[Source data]
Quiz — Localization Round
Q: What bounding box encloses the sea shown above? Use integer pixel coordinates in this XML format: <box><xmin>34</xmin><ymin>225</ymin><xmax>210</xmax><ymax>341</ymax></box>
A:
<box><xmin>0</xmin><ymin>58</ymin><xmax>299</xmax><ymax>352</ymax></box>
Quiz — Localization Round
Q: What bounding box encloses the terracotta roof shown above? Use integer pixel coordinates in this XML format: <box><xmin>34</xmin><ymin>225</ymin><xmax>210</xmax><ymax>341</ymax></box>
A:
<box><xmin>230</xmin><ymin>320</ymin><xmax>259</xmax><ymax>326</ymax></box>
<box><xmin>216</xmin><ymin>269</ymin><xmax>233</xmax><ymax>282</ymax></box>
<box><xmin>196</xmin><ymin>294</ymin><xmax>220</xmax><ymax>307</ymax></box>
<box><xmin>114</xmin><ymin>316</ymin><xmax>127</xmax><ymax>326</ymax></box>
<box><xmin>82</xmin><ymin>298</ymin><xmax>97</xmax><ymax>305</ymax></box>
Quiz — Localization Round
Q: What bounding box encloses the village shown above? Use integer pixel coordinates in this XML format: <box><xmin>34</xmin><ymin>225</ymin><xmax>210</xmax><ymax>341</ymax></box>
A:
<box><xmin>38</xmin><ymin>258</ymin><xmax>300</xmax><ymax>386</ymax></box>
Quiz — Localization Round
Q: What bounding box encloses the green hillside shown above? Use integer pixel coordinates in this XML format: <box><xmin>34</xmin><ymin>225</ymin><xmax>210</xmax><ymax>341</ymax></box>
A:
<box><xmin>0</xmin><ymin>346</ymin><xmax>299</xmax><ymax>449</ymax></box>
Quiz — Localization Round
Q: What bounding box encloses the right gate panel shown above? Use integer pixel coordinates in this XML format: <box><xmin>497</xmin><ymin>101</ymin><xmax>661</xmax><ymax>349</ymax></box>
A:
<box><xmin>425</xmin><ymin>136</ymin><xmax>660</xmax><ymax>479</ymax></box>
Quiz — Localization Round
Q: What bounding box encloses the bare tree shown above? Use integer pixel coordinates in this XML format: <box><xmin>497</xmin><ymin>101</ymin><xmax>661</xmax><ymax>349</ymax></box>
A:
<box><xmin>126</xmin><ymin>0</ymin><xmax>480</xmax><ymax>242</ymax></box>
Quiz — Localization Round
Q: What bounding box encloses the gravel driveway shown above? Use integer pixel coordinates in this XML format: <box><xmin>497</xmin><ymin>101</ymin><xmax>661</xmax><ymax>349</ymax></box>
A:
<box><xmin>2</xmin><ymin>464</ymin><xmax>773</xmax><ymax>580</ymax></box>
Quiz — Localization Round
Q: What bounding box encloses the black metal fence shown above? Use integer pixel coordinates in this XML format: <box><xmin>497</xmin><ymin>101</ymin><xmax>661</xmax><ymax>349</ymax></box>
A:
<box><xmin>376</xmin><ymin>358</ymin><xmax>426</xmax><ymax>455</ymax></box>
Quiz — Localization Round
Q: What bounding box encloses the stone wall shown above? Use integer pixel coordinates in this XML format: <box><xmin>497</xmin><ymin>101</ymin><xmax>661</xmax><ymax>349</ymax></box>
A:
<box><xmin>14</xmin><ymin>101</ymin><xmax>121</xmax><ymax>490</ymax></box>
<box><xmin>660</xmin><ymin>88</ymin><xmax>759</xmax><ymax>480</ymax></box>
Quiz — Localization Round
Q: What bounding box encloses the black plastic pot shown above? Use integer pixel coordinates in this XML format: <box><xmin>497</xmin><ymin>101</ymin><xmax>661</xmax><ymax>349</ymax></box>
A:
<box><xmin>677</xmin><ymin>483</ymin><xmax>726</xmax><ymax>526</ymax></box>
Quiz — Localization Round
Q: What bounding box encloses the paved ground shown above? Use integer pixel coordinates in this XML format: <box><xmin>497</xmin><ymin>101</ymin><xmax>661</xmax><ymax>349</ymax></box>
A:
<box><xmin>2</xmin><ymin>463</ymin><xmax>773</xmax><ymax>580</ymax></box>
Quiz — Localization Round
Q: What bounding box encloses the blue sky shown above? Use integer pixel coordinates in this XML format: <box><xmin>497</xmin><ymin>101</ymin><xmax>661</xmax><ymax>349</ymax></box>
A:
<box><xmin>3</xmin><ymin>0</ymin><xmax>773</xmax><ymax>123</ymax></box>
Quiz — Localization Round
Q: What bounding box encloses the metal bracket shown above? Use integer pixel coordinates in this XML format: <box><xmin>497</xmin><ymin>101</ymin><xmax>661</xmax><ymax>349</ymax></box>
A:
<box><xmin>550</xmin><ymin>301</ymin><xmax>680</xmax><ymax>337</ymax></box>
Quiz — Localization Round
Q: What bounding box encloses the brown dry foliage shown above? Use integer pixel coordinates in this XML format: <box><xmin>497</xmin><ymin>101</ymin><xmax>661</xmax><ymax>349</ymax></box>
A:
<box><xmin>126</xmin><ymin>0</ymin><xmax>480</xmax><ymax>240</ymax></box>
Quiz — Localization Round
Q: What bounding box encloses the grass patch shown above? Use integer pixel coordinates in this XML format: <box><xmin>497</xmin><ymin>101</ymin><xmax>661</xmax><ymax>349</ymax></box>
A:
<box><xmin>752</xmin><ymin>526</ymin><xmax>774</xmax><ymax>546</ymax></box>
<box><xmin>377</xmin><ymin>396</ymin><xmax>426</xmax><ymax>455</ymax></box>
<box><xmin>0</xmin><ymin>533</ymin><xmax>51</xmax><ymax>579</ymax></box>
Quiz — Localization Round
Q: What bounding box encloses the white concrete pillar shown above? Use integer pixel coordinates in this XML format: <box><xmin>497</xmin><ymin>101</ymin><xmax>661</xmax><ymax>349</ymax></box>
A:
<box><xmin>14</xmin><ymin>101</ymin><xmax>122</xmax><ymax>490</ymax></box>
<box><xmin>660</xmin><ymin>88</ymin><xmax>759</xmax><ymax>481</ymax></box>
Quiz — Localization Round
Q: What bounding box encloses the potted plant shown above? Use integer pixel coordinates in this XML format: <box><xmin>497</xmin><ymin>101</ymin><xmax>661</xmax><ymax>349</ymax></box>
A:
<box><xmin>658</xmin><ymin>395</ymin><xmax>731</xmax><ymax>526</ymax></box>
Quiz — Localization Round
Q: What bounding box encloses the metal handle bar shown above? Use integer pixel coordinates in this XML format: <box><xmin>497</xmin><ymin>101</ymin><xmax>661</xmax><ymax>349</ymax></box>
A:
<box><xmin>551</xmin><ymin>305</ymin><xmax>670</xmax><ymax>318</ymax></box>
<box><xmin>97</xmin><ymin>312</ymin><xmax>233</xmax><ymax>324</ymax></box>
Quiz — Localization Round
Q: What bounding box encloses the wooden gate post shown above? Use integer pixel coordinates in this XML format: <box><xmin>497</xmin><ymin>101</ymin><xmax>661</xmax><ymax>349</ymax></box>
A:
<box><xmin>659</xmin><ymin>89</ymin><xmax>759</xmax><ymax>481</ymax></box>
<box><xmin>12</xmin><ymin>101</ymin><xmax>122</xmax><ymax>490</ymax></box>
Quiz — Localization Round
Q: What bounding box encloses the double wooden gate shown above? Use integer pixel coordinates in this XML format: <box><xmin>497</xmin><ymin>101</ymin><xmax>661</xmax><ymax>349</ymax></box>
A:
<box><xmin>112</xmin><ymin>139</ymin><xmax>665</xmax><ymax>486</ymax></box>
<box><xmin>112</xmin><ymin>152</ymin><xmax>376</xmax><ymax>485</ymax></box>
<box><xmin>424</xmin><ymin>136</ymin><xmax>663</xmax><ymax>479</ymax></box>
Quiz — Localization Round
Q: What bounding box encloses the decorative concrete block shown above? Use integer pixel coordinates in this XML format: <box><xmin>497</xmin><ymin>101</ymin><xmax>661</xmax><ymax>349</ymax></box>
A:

▶ _The problem_
Filter the records for lines containing the word "concrete" and copy each one.

▶ _Task response_
Q: What bounding box encloses the white concrete pillar shown above? Use integer pixel coordinates in this XML format: <box><xmin>497</xmin><ymin>101</ymin><xmax>661</xmax><ymax>349</ymax></box>
Q: What bounding box encloses the decorative concrete block shown above? Use integer pixel coordinates in this XML format: <box><xmin>497</xmin><ymin>101</ymin><xmax>661</xmax><ymax>349</ymax></box>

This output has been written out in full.